-- BEGIN --

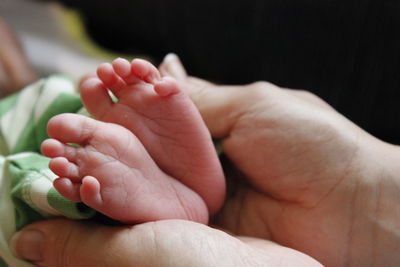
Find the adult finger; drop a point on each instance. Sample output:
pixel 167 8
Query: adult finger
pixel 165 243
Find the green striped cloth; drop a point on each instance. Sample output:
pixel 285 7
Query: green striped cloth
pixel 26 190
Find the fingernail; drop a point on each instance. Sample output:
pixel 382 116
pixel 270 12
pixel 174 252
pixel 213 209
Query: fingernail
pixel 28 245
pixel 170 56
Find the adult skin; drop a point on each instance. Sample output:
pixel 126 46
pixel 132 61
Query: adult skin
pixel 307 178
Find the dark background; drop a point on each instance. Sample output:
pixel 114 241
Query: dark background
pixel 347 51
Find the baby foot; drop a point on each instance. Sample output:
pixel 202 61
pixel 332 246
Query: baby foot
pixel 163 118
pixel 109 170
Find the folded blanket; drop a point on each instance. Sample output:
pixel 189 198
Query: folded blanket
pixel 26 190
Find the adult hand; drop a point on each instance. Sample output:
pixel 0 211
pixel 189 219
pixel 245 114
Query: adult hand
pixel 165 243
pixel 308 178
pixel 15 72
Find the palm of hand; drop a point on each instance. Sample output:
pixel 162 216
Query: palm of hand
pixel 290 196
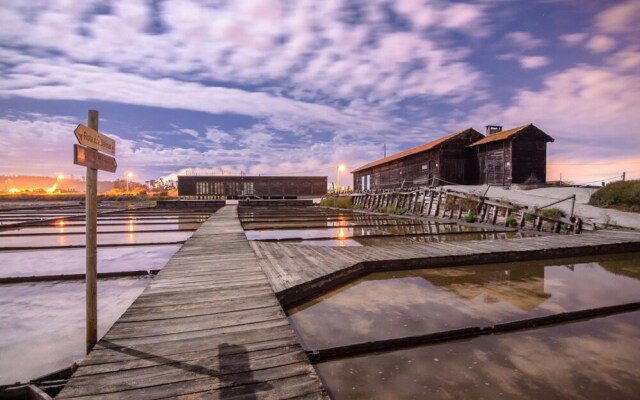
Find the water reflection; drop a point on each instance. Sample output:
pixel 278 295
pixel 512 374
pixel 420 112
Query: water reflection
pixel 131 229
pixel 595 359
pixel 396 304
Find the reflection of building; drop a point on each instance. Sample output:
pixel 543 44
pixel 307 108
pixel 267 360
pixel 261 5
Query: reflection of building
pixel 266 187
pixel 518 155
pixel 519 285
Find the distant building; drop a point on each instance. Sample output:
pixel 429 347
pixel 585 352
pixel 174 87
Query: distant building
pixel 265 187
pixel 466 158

-- END --

Copy exactly, please, the lines that run from the line holding "Find the baby" through the closing line of the material above, omitting every picture.

**TASK RESULT**
Find the baby foot; drop a point on each instance. Sample output:
pixel 202 61
pixel 332 246
Query: baby foot
pixel 163 118
pixel 109 170
Find the folded blanket; drop a point on each instance. Sample output:
pixel 189 198
Query: folded blanket
pixel 26 190
Find the adult hand; drop a point on each instance. Sample output:
pixel 0 211
pixel 189 219
pixel 245 114
Query: adult hand
pixel 165 243
pixel 308 178
pixel 15 72
Find the palm of hand; drop a point on each instance. Sample output:
pixel 162 216
Query: palm of hand
pixel 290 196
Find the water reflection; drop a point on each instance. Sample output:
pixel 278 295
pixel 512 374
pixel 420 112
Query: water reflection
pixel 131 229
pixel 595 359
pixel 396 304
Find the reflection of building; drop a point on each instance. Sample output:
pixel 543 44
pixel 307 108
pixel 267 360
pixel 261 5
Query: reflection of building
pixel 266 187
pixel 518 155
pixel 519 285
Find the distant building; drop a point on each instance. Sample output:
pixel 429 347
pixel 585 352
pixel 174 87
Query: distant building
pixel 265 187
pixel 466 158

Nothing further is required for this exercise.